***** Provided material *****

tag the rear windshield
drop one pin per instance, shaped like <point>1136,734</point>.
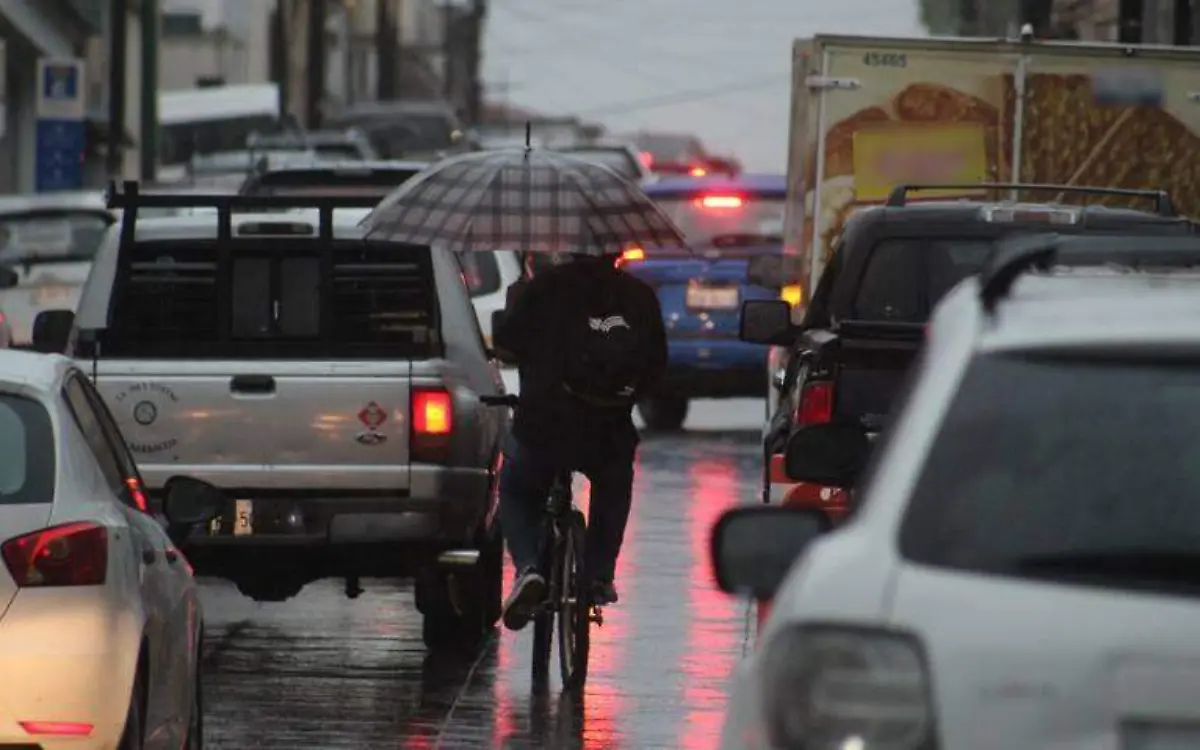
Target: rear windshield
<point>727,219</point>
<point>906,277</point>
<point>27,462</point>
<point>1051,467</point>
<point>375,184</point>
<point>280,303</point>
<point>52,237</point>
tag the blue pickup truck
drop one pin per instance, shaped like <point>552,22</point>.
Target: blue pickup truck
<point>730,223</point>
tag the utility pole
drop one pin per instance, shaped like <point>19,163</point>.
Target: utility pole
<point>149,130</point>
<point>387,51</point>
<point>118,52</point>
<point>316,59</point>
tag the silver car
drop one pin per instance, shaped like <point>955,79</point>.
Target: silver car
<point>100,623</point>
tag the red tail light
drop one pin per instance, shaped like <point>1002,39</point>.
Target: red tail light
<point>816,403</point>
<point>432,425</point>
<point>69,555</point>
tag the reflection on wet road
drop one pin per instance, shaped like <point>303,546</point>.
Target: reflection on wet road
<point>323,671</point>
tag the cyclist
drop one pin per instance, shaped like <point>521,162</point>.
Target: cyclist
<point>588,340</point>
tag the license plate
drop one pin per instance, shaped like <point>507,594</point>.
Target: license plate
<point>712,298</point>
<point>244,519</point>
<point>53,295</point>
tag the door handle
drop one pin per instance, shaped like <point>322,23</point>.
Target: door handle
<point>252,384</point>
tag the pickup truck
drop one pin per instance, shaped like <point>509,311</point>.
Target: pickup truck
<point>329,384</point>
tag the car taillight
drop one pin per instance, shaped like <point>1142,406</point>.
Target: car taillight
<point>816,403</point>
<point>69,555</point>
<point>432,425</point>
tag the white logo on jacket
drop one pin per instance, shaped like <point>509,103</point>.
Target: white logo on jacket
<point>607,324</point>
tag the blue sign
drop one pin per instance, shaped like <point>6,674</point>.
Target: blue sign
<point>60,155</point>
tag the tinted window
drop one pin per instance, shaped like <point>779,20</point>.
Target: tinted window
<point>481,273</point>
<point>906,277</point>
<point>28,462</point>
<point>376,301</point>
<point>1044,457</point>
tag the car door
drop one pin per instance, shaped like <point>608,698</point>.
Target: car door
<point>175,585</point>
<point>151,565</point>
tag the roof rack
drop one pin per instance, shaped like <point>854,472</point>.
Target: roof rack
<point>131,198</point>
<point>1020,255</point>
<point>1163,205</point>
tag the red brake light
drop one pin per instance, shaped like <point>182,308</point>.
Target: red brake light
<point>816,403</point>
<point>69,555</point>
<point>721,202</point>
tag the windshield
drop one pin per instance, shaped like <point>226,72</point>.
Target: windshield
<point>727,220</point>
<point>618,161</point>
<point>51,238</point>
<point>1061,459</point>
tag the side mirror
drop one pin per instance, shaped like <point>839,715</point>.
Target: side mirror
<point>189,501</point>
<point>52,330</point>
<point>832,455</point>
<point>766,322</point>
<point>753,547</point>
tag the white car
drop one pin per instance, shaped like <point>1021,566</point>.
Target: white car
<point>100,623</point>
<point>1023,565</point>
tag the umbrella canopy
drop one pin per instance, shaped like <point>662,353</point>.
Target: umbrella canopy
<point>523,199</point>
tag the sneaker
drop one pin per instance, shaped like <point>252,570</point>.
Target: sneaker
<point>528,593</point>
<point>604,593</point>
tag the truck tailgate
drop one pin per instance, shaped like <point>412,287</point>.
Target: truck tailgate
<point>315,425</point>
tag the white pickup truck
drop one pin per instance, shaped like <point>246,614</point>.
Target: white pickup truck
<point>330,384</point>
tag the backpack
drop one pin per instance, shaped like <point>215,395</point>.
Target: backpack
<point>605,349</point>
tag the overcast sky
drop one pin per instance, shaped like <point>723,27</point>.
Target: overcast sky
<point>714,67</point>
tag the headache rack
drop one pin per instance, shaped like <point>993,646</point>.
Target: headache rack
<point>1163,205</point>
<point>1041,252</point>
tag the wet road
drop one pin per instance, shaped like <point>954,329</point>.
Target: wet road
<point>325,672</point>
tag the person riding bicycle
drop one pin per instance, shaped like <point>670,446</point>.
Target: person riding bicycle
<point>588,341</point>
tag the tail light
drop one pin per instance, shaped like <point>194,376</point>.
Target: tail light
<point>816,403</point>
<point>432,425</point>
<point>69,555</point>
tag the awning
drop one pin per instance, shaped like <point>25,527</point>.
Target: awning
<point>37,23</point>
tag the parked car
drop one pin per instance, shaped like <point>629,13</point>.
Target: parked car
<point>100,622</point>
<point>1019,571</point>
<point>347,375</point>
<point>732,227</point>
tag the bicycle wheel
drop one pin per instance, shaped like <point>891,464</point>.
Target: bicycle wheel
<point>574,605</point>
<point>544,622</point>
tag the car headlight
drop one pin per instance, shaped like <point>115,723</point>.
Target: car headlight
<point>834,688</point>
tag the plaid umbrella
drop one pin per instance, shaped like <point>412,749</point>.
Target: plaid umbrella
<point>523,199</point>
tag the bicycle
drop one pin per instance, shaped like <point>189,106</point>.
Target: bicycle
<point>561,562</point>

*****

▶ Task details
Working from the records above, write out verbatim only the lines from the line containing "tag the sneaker" through the line containing "tag the headache rack".

▶ Solved problem
tag the sneaker
drop one pin per instance, shaped like <point>252,570</point>.
Target: sneaker
<point>528,593</point>
<point>604,593</point>
tag the truck tailgate
drop one pin per instance, shaped like <point>412,287</point>.
Target: truck tailgate
<point>315,425</point>
tag the white pickup truck
drop one pin per instance, shaped like <point>246,614</point>.
Target: white pickup truck
<point>330,384</point>
tag the backpack
drop one pin per instance, shaped like <point>215,395</point>.
Target: backpack
<point>605,349</point>
tag the overcast sky
drop one pin per instance, shaped like <point>723,27</point>.
Target: overcast sky
<point>714,67</point>
tag the headache rack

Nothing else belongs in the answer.